» **DATASET**:
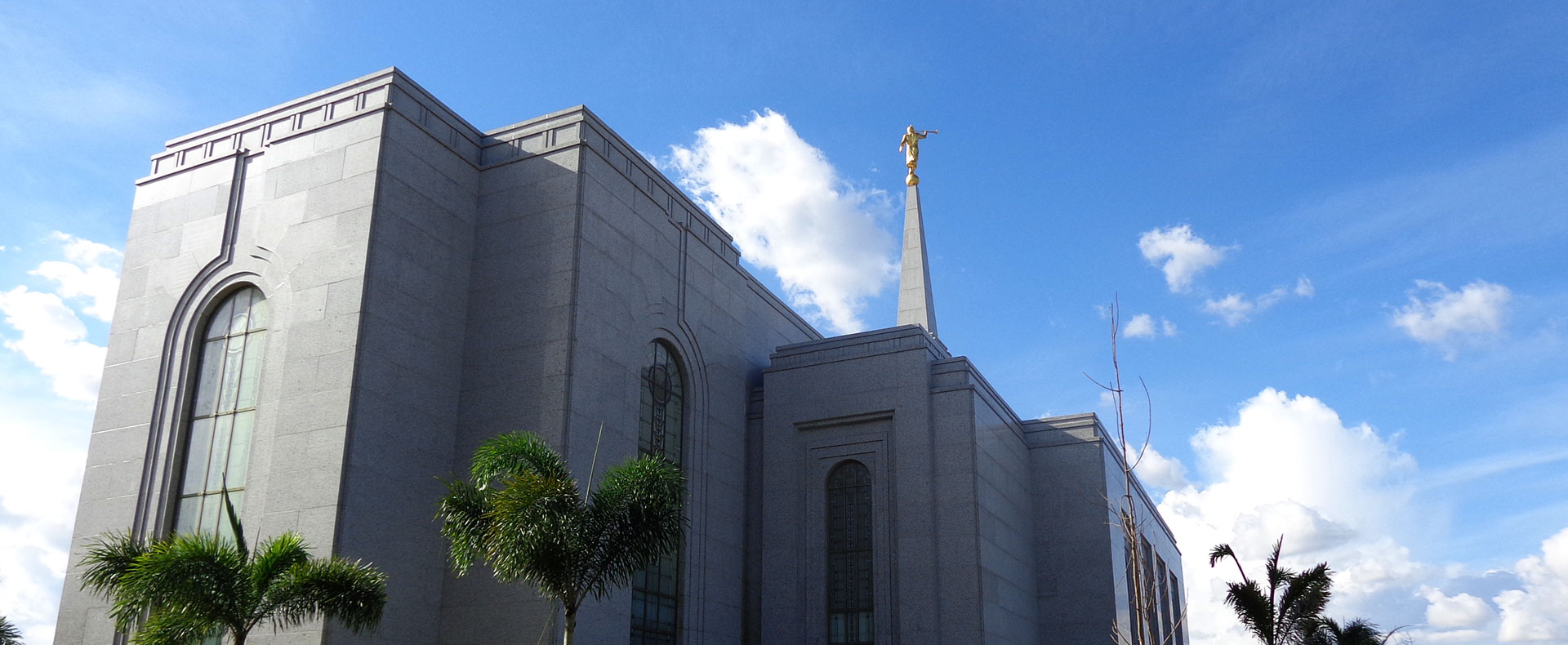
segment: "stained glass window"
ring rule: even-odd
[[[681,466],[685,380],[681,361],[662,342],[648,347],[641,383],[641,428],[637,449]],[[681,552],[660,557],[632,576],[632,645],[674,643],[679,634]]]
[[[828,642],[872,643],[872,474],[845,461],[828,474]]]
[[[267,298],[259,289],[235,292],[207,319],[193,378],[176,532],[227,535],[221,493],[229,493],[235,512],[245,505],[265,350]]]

...

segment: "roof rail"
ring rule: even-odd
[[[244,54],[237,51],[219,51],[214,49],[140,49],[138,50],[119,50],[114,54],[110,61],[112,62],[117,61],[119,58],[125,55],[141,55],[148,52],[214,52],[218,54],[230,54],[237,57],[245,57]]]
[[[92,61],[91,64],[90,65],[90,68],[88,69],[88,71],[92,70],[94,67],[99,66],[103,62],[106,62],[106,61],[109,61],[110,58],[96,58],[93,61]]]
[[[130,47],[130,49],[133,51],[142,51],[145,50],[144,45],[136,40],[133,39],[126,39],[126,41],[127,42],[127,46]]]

» **WHAT THE TASK REQUIRES**: Report every line above that contains the string "segment", copying each one in full. Case counts.

» **ANSWER FOR THIS EXERCISE**:
segment: "stained glass window"
segment: "roof rail"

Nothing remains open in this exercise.